Description of the task
Write out the whole of the material exactly.
····················
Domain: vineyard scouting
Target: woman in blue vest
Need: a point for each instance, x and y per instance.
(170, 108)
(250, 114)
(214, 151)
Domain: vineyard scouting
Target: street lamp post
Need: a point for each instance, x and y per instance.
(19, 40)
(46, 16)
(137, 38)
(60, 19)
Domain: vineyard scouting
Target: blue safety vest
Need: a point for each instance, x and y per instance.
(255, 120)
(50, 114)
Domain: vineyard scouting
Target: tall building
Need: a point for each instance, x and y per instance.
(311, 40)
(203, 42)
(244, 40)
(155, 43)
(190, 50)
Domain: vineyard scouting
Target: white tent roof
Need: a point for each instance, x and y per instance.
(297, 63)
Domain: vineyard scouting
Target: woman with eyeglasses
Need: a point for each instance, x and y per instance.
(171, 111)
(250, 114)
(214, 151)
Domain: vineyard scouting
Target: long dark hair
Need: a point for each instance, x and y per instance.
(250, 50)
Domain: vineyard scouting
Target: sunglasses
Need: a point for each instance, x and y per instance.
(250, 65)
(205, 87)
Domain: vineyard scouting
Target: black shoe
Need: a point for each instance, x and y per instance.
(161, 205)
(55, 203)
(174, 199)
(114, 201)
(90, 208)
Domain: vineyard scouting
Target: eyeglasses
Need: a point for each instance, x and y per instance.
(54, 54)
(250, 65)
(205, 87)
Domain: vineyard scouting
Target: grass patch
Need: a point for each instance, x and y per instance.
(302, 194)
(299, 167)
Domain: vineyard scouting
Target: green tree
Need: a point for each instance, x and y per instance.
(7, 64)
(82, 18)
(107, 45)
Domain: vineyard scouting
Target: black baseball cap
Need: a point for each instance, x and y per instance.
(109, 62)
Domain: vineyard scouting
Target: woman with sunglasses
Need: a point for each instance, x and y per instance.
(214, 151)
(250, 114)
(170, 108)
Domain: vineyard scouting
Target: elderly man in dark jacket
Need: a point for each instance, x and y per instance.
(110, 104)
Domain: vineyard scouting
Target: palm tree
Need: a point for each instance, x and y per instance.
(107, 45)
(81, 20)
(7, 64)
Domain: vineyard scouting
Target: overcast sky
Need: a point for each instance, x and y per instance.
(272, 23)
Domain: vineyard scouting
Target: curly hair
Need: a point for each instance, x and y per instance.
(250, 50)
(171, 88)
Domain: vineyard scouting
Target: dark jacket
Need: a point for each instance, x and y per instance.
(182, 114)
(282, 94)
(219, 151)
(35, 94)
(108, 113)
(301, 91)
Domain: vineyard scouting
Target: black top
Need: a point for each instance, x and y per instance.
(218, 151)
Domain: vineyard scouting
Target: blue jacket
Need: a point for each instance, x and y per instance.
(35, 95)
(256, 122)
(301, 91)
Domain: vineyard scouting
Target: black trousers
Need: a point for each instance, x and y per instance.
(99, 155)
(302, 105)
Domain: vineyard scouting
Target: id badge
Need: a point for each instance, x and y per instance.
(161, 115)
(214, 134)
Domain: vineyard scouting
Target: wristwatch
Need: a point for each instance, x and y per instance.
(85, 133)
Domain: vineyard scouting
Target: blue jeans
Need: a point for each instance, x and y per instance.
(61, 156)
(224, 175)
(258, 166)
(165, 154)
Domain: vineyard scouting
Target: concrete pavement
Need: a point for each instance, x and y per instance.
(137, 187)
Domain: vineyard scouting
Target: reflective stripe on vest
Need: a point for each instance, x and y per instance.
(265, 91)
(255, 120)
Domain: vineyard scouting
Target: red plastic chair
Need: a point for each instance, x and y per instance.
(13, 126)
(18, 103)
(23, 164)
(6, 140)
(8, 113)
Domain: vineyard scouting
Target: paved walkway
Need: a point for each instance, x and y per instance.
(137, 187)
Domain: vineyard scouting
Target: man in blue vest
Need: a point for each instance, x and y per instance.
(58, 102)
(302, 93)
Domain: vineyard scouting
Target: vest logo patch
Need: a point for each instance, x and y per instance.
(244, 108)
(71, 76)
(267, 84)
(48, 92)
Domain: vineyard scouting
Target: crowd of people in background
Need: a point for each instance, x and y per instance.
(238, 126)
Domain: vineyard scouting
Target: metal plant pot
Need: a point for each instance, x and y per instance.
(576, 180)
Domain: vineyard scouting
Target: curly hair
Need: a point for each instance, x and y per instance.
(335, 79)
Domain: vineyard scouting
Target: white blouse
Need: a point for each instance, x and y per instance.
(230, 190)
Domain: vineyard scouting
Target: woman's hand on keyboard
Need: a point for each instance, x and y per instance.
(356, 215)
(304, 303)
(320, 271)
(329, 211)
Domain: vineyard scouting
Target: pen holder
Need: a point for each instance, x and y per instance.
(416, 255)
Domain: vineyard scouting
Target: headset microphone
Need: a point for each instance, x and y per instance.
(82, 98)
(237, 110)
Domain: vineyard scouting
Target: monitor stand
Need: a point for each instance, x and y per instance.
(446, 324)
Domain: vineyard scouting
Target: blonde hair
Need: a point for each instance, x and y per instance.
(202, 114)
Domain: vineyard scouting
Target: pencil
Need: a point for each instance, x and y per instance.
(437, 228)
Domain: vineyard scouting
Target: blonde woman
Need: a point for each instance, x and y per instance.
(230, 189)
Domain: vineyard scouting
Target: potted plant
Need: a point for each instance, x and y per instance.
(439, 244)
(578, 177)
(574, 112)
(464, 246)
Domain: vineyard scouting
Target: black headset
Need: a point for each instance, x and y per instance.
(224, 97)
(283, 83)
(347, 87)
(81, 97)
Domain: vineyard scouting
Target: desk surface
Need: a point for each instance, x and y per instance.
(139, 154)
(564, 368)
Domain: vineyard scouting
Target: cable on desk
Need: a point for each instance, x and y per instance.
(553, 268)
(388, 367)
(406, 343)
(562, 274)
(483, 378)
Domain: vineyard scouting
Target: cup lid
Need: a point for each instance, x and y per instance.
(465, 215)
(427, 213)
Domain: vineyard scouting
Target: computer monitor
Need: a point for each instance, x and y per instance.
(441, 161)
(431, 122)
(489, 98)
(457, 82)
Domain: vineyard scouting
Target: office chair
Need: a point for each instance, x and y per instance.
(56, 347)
····················
Solution for this task
Domain: vineyard scouting
Target: woman in blue vest
Need: a point for each instance, x and y per instance.
(170, 108)
(250, 114)
(214, 151)
Domain: vineyard scouting
Target: street lamp post
Need: a point for each instance, x and y per instance.
(19, 40)
(46, 16)
(137, 38)
(60, 19)
Domain: vineyard scouting
Target: blue safety vest
Need: a point for each instance, x and y per instance.
(255, 120)
(50, 114)
Domain: vineyard scouting
Target: tall building
Need: a point for each instance, x and y per instance.
(311, 40)
(203, 42)
(244, 40)
(155, 43)
(190, 50)
Domain: vineyard scouting
Target: white tent roof
Need: a point for each instance, x and y per instance.
(297, 63)
Domain: vineyard scouting
Target: woman with eyeglasses
Need: a point for each instance, x and y per instance.
(171, 111)
(250, 114)
(214, 151)
Domain: vineyard scouting
Target: long dark hair
Need: a point for each instance, x and y per instance.
(250, 50)
Domain: vineyard scouting
Target: sunglasses
Need: a point for each instance, x and y per instance.
(250, 65)
(205, 87)
Domain: vineyard scouting
Target: black shoe
Need: a point for each instance, x and y per instance.
(161, 205)
(55, 203)
(174, 199)
(114, 201)
(90, 208)
Domain: vineyard scouting
Target: eyeglasses
Need: a point for each instance, x and y per instance.
(54, 54)
(250, 65)
(205, 87)
Domain: vineyard scouting
Target: grass patch
Need: a point for each instance, x and y per instance.
(302, 194)
(299, 167)
Domain: vineyard scouting
Target: green tree
Need: a point for each instance, x and y per instance.
(7, 64)
(82, 18)
(107, 45)
Domain: vineyard scouting
Target: black baseball cap
Need: a point for each instance, x and y per instance.
(109, 62)
Domain: vineyard scouting
Target: woman with sunglasses
Need: a point for each instance, x and y per instance.
(214, 151)
(250, 114)
(170, 108)
Domain: vineyard scouting
Target: elderly man in dark jacket
Need: a point for each instance, x and y per instance.
(110, 104)
Domain: vineyard scouting
Target: palm tree
Need: a point for each instance, x and y per instance.
(107, 45)
(81, 20)
(7, 64)
Domain: vineyard scouting
Target: overcast sky
Need: a point for each instance, x and y per instance.
(272, 23)
Domain: vineyard scouting
Target: curly hair
Need: a point for each instance, x and y per instance.
(250, 50)
(171, 88)
Domain: vineyard scouting
Target: dark jacket
Need: a point for each instance, x and y per instance.
(182, 114)
(282, 94)
(219, 151)
(35, 94)
(108, 113)
(301, 91)
Domain: vineyard scouting
Target: black top
Need: a point for each instance, x and y per instance.
(218, 151)
Domain: vineyard scouting
Target: blue jacket
Need: a point for each instance, x and y per instance.
(35, 95)
(256, 122)
(301, 91)
Domain: vineyard scouting
Target: black trousers
Need: a point for each instance, x and y per instance.
(99, 155)
(302, 105)
Domain: vineyard scouting
Target: id badge
Need: a point for each instance, x and y per instance.
(161, 115)
(214, 134)
Domain: vineyard scouting
Target: wristwatch
Need: a point for each instance, x and y per instance.
(85, 133)
Domain: vineyard scouting
Target: blue jeans
Need: a point for each instance, x and y per instance.
(61, 156)
(224, 175)
(258, 166)
(165, 154)
Domain: vineyard scouting
Target: concrete pavement
Need: a point for each instance, x and y per instance.
(137, 187)
Domain: vineyard scouting
Target: reflective stripe on vest
Need: a point for each instance, x and y per instance.
(265, 91)
(255, 120)
Domain: vineyard scouting
Target: red plastic chair
Need: a point for each instance, x and y per instance.
(13, 126)
(18, 103)
(23, 164)
(6, 140)
(8, 113)
Domain: vineyard scouting
Target: paved walkway
Need: a point for each instance, x and y per instance.
(137, 187)
Domain: vineyard scouting
Target: man in blue vest
Need: a point for each instance, x and y per instance.
(58, 102)
(302, 93)
Domain: vineyard scouting
Target: vest logo patch
Need: a point for each instance, x and y per instance.
(244, 108)
(71, 76)
(267, 84)
(48, 92)
Domain: vineyard scouting
Target: crowd of people in background
Need: a point for each instance, x and y per instance.
(238, 126)
Domain: vineyard scouting
Target: metal plant pot
Need: a point for each instance, x and y per instance.
(576, 180)
Domain: vineyard scouting
Target: curly hair
Need: a point for each instance, x and y per instance.
(335, 79)
Domain: vineyard scouting
Target: white blouse
Need: a point for each instance, x and y per instance.
(230, 190)
Domain: vineyard scouting
Target: woman's hand on keyboard
Need: a point for each instance, x and y per instance.
(356, 215)
(304, 303)
(320, 271)
(329, 211)
Domain: vineyard scouting
Target: pen holder
Need: a point for each instance, x and y per instance.
(416, 255)
Domain: vineyard scouting
Target: headset microphone
Need: a point for each instance, x and y per instance.
(82, 98)
(237, 110)
Domain: vineyard scouting
Target: monitor stand
Need: a point for each instance, x and y per instance.
(446, 324)
Domain: vineyard scouting
Target: blonde hair
Need: a point for each instance, x and y per instance.
(202, 114)
Domain: vineyard scouting
Target: pencil
Need: a point for each instance, x and y per instance.
(437, 228)
Domain: vineyard scouting
Target: blonde woman
Need: a point for each instance, x and y per instance.
(230, 189)
Domain: vineyard scouting
Target: potted plant
Need: a point for each instance, x and y per instance.
(439, 244)
(578, 177)
(574, 112)
(464, 246)
Domain: vineyard scouting
Target: black headset
Need: a point for each instance, x and y per instance.
(224, 97)
(283, 83)
(347, 87)
(81, 97)
Domain: vineyard scouting
Target: desk surface
Need: a point for each instance, x and y per instance.
(139, 154)
(564, 368)
Domain: vineyard scouting
Target: cable on desk
Need: a point for each instance, x and y per instance.
(553, 268)
(388, 367)
(406, 343)
(562, 274)
(483, 378)
Domain: vineyard scouting
Target: cup lid
Need: a point for each instance, x and y per instance.
(465, 215)
(427, 213)
Domain: vineyard scouting
Target: computer monitor
Need: a point for each instance, x and y per instance.
(441, 161)
(431, 122)
(489, 98)
(457, 82)
Domain: vineyard scouting
Target: office chair
Need: a point for each instance, x and y per instance.
(56, 347)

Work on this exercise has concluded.